SELECTED EXCERPT.
* * * * * * *

Be Suspicious . . . be Very Suspicious

August 14:  Pakistan’s independence day.  August 15:  India’s independence day.  Technically, the moment of freedom is supposed to have arrived at the stroke of midnight, and so the choice of these dates was largely arbitrary.  What was probably a more important consideration on both sides of the border was to avoid the embarrassing situation of having to celebrate the independence day on the same date.

Sixty years later, we have two rival nation-states with massive military expenditures, nuclear weapons, a history of violent conflicts, widespread poverty, internal political repression, and an inability to solve regional problems in the spirit of cooperation and justice.

* * * * * * *

LISTED RECORDS.

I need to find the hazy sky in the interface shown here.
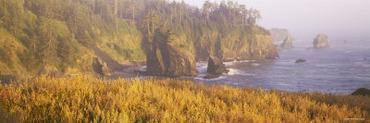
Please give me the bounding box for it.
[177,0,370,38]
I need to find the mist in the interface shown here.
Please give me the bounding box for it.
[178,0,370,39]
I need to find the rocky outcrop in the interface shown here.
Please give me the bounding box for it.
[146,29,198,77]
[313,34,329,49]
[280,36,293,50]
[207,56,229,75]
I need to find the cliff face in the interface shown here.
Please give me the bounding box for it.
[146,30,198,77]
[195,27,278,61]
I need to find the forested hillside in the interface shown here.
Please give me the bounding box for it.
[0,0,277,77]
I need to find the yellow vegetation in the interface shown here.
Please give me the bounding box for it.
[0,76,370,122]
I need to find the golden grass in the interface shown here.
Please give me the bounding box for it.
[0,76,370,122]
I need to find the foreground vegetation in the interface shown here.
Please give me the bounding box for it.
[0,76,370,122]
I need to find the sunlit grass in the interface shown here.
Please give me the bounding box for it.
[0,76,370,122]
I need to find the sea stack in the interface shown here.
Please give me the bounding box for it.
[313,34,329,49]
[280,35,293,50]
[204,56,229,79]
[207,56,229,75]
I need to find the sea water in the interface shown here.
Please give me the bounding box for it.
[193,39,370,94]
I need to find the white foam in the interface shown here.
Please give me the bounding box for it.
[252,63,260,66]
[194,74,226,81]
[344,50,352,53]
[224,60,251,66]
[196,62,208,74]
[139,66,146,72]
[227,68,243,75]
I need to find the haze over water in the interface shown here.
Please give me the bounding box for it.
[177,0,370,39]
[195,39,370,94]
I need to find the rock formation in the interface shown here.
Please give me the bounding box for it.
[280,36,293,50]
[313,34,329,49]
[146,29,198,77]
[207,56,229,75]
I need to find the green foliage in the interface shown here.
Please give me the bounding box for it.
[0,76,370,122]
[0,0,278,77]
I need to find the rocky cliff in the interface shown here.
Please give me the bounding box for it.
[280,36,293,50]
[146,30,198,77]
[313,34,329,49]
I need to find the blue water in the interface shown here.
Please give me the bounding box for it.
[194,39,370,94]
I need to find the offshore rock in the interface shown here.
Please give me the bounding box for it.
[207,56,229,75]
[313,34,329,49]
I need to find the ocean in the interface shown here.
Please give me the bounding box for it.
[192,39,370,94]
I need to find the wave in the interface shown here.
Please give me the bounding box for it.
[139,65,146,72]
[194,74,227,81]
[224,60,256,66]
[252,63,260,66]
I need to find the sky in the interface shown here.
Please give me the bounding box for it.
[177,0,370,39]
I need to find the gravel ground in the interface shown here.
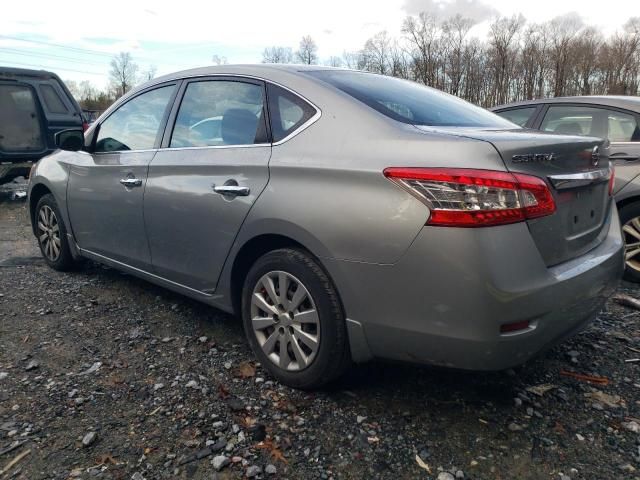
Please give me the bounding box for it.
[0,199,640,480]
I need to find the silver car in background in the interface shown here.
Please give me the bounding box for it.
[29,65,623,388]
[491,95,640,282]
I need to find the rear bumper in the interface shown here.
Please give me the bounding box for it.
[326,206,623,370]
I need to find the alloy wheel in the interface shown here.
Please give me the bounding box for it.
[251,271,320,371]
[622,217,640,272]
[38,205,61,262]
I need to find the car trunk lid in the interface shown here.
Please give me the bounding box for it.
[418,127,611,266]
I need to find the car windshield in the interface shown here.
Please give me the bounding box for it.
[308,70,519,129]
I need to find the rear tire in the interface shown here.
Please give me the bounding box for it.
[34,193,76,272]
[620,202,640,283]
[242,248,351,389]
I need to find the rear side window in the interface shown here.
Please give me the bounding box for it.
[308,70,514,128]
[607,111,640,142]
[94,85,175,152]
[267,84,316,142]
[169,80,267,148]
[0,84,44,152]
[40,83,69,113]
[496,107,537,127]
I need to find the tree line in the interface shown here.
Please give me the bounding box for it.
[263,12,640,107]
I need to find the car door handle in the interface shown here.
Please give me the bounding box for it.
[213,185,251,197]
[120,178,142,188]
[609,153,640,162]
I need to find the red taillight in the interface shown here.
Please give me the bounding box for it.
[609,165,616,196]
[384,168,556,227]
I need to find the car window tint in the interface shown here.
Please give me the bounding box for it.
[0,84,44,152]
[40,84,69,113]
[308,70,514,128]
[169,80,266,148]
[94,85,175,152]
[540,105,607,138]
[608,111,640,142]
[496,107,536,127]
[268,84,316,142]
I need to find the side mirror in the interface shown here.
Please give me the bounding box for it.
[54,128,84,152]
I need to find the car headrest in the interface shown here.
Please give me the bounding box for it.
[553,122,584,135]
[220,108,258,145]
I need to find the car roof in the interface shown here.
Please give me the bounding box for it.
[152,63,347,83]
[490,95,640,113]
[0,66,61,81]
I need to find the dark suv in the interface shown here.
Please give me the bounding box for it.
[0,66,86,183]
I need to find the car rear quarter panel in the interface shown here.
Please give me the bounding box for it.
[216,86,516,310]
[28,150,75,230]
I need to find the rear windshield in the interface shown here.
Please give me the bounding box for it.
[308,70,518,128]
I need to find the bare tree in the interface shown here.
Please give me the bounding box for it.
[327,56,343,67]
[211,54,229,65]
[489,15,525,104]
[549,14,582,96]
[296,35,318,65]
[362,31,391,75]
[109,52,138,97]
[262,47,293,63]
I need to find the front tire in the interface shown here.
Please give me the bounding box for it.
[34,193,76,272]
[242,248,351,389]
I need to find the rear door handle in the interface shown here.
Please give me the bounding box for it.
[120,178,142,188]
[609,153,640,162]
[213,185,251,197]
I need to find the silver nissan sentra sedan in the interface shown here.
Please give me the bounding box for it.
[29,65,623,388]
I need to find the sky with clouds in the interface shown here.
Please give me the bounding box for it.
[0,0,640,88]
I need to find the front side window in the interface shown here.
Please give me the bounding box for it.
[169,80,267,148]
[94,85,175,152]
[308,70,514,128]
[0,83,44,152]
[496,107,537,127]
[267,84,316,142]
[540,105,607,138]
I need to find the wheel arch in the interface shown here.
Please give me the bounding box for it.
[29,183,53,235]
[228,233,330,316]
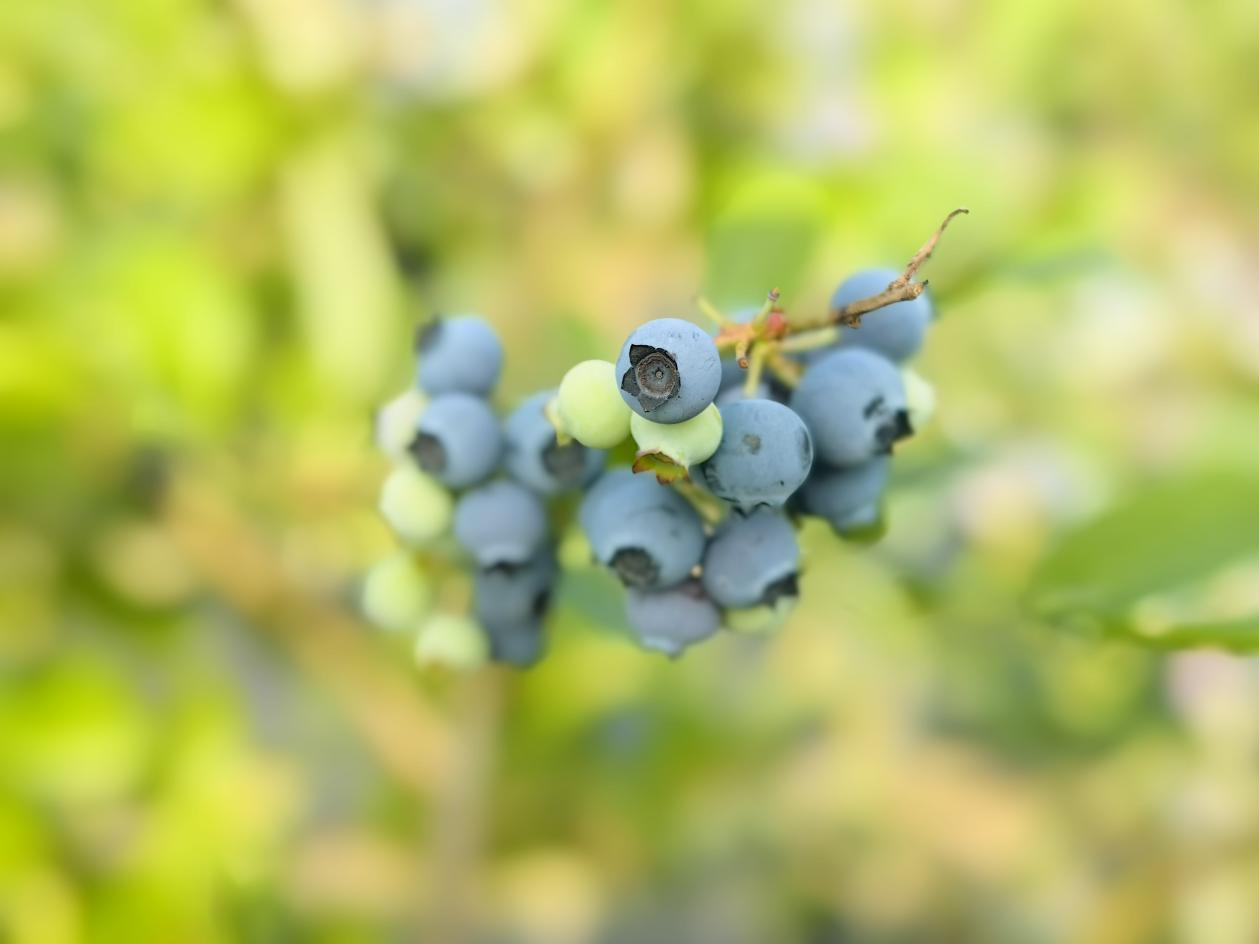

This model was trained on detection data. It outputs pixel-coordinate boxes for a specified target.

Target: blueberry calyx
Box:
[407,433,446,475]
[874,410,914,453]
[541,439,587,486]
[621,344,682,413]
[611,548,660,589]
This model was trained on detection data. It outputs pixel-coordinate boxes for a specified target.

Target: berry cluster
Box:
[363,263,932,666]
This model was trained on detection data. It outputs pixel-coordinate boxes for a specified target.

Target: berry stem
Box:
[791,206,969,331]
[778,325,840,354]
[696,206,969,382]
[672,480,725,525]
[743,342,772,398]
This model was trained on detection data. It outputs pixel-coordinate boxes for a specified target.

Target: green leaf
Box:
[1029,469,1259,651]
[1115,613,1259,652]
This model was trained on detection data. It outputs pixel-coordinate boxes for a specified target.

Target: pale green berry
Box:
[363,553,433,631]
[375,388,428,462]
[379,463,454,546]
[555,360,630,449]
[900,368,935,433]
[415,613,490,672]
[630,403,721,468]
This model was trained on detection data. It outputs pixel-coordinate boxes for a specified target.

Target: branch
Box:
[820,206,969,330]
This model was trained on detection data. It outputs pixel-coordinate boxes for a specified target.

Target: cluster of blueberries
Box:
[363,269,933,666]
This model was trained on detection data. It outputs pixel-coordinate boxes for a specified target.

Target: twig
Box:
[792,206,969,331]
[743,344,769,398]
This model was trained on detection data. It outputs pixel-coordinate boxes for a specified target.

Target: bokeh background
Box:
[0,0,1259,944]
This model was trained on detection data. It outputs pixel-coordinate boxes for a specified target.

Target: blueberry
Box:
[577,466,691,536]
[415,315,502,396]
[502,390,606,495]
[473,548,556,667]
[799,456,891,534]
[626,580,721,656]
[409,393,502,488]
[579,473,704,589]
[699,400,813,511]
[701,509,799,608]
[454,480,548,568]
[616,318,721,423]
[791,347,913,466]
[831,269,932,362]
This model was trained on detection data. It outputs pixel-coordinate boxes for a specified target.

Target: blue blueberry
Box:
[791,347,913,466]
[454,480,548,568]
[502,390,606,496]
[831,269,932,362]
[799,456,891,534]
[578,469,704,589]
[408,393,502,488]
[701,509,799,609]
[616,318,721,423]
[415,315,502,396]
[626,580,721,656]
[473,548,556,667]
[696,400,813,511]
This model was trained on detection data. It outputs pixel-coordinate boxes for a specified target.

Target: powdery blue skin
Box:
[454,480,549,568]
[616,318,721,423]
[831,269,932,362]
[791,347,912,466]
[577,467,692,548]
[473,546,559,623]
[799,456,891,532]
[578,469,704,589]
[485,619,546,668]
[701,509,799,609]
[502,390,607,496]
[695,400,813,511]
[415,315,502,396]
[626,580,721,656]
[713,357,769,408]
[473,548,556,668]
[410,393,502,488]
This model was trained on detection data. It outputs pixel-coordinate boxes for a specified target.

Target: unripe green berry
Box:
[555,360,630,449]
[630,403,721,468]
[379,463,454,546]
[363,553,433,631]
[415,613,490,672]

* * * * * * *

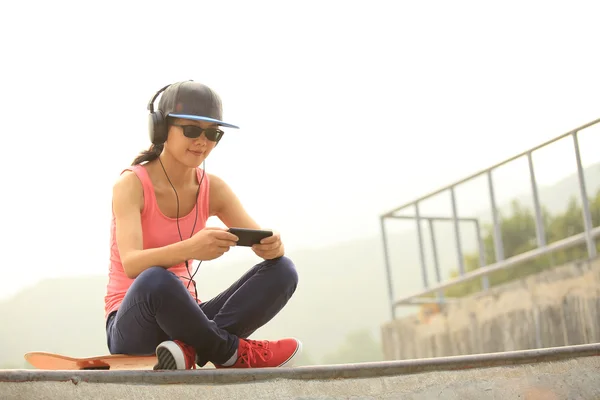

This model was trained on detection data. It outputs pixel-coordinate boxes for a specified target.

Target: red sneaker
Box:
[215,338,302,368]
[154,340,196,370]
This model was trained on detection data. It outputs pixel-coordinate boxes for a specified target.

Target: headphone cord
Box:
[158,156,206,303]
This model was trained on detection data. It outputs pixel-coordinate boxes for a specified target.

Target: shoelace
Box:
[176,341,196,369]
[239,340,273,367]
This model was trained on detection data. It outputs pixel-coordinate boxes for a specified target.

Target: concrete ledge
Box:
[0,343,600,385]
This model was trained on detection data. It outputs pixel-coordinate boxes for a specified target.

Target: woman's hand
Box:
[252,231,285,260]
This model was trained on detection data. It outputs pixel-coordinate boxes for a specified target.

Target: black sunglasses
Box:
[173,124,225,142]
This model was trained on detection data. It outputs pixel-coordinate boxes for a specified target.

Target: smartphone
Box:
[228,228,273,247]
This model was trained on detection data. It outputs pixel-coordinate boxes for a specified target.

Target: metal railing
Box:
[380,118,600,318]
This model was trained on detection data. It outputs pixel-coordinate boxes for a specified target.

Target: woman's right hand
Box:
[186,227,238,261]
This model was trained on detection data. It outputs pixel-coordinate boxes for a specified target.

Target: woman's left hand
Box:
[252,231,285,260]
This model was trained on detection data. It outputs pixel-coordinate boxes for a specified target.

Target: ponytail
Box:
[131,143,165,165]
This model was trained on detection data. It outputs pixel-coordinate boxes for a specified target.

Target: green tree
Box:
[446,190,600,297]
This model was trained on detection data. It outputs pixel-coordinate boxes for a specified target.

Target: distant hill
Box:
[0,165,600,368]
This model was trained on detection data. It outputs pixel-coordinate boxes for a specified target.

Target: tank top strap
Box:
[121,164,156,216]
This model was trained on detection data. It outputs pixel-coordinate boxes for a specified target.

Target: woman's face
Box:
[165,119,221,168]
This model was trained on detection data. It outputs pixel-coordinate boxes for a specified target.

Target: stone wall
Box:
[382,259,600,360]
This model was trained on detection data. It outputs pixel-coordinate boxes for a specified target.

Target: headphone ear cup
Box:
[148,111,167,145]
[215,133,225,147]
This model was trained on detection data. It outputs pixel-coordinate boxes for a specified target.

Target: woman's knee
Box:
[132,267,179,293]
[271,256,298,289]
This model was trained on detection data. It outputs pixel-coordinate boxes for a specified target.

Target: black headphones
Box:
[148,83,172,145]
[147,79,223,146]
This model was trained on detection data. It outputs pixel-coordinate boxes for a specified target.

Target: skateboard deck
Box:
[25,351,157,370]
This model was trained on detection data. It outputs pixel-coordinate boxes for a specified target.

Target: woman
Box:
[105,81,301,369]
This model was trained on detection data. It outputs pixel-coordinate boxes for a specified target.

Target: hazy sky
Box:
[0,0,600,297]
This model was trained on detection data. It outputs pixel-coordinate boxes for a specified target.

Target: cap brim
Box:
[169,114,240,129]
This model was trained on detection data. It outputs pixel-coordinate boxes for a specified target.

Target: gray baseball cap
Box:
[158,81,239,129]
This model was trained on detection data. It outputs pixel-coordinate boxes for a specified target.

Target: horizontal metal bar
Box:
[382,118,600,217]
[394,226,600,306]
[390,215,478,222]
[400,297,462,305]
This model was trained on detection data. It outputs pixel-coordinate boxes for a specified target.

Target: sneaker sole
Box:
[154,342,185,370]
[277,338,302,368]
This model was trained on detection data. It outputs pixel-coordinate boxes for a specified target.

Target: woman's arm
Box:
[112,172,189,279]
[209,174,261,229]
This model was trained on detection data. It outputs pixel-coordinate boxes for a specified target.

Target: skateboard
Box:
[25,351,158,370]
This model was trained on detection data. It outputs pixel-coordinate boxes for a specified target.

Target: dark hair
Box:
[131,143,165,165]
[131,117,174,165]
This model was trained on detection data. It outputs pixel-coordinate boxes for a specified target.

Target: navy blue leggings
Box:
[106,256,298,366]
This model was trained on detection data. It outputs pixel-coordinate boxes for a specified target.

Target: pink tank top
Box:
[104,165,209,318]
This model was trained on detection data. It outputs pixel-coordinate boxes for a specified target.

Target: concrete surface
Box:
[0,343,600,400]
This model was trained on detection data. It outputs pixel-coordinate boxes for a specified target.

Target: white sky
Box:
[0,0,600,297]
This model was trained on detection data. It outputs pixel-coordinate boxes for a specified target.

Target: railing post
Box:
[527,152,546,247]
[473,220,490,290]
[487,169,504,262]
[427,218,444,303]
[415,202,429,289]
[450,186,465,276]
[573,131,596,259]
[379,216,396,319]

* * * * * * *

TRY IT. Reproduce the complete passage on the independence days of Pakistan and India word for word.

ANSWER FOR THE TASK.
Be Suspicious . . . be Very Suspicious

August 14:  Pakistan’s independence day.  August 15:  India’s independence day.  Technically, the moment of freedom is supposed to have arrived at the stroke of midnight, and so the choice of these dates was largely arbitrary.  What was probably a more important consideration on both sides of the border was to avoid the embarrassing situation of having to celebrate the independence day on the same date.

Sixty years later, we have two rival nation-states with massive military expenditures, nuclear weapons, a history of violent conflicts, widespread poverty, internal political repression, and an inability to solve regional problems in the spirit of cooperation and justice.